Much of what we need for a better understanding of varieties of knowledge is already at hand in Plato, Aristotle, Dewey, Wittgenstein, Alasdair MacIntyre and Charles Taylor, as well as in the work of twentieth century women philosophers such as Iris Murdoch, Mary Midgley, Lorraine Code, Genevieve Lloyd, Martha Nussbaum, Catherine Elgin, Susan Haack, Gillian Rose, Nancy Sherman and Linda Zagzebski. Learning in the longer run typically involves three-way interaction (responsibly, accountably engaged dialogue) between each more or less whole learner, and what is learnable, and other learners. My account borrows heavily from Haack's foundherentist epistemology.

I aim to argue that the enriched notion of rationality we need, to understand knowledge better, involves personally significant shared narratives which contribute towards more balanced accounts of our ideals, standards, norms, goals and virtues. Plurality and singularity can work together. Feminists and others cannot afford just to stress differences at the expense of similarities, if they and we need to persist in our commitment to fairer and more reasonable, more considerate relationships, both locally and internationally. Equally, we need to be able to appreciate and celebrate the similarities between the ends of education, as well as their differences, if education and our understanding of its many manifestations are to flourish.

1.Introduction

1.1Epistemology, whether seen more in its actual plurality and variety, or more in its ideal singularity, coherence and comprehensiveness, is a complex and challenging theme. The same can be said of feminism and of education. However, I am not wilfully aiming for us to multiply complexity with complexity, challenge with challenge, so as hopelessly to overload the time allocated by our conference programme. For, understood at the appropriate level, epistemologies, feminisms and the ends of education are already much tangled and need to be better woven together. In any case, the richness of this area of crossing-points should offer us plenty for discussion.

1.2If rational inquiry, interpretation and understanding are to be appreciated appropriately, i.e. if our model of rationality is to be appropriately inclusive, then we need to, and should be able to, mediate better between actual plurality, variety and difference, and ideal singularity, coherence and comprehensiveness, so as to give better, more responsible accounts, showing (if not describing) the interdependence of these valued and valuable aspects. If this is right, then it is right for epistemology, feminism and education.

Let us remember how common the folly is, of going from one faulty extreme into the opposite. (Thomas Reid 1785/1983, Essay 6, chapter 4, page 262).

The faulty extremes to which I refer are abstractly ideal singularity and abstractly actual plurality.

2.Many philosophers have tended to stress the singularity of epistemology, as the normative theory of knowledge, i.e. that our theory of knowledge must or should be ideally single, coherent and comprehensive. In contexts where the opposite is taken for granted, or dogmatically inculcated, or where the need for a guiding theory is not appreciated, the traditional stress on singularity could have some justification. Another possibility is that some thinkers have been more or less close to the kind of inclusive, well-balanced approach to which this paper aspires, but have often been crudely misunderstood. Perhaps this is true of much of the reception or non-reception of Hegel and Dewey, for example (Rescher 1988 and 1992-1994).

__Directions__
In the essay excerpt on epistemology, feminism and education, what does the author say personally significant shared narratives help give more balanced accounts of? You can leave out the material that comes next.

__Data listing__
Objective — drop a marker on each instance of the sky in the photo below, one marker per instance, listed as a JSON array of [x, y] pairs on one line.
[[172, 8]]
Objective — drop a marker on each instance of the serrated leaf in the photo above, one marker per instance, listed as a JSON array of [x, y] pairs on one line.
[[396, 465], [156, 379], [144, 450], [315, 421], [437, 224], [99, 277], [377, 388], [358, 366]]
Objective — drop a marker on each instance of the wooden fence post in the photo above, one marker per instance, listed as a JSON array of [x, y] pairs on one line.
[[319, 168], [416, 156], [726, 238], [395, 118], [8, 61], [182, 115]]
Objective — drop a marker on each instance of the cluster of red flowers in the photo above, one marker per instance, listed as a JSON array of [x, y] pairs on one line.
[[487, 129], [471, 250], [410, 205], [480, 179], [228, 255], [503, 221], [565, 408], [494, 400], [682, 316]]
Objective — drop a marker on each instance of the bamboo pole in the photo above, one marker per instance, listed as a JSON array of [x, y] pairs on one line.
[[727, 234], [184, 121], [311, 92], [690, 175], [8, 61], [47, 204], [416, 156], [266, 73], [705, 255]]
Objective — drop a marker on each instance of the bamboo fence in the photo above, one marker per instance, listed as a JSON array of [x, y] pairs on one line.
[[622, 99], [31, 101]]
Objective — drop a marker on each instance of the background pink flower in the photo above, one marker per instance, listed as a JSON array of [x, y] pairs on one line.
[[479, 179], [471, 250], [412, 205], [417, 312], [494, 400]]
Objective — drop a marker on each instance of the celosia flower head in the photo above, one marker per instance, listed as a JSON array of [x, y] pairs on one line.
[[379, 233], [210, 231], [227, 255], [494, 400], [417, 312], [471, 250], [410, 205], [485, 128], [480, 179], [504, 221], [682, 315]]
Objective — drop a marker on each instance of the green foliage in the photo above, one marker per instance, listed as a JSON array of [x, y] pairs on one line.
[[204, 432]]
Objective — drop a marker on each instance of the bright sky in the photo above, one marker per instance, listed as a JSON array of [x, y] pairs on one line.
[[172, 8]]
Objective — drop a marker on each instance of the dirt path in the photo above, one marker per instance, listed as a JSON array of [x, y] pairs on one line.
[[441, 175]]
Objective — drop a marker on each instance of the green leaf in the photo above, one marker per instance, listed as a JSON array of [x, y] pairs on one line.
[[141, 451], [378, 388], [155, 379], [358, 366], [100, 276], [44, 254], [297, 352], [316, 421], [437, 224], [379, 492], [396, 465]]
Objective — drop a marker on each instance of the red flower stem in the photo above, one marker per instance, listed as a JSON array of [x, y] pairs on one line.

__Response to this task__
- ideals
- standards
- norms
- goals
- virtues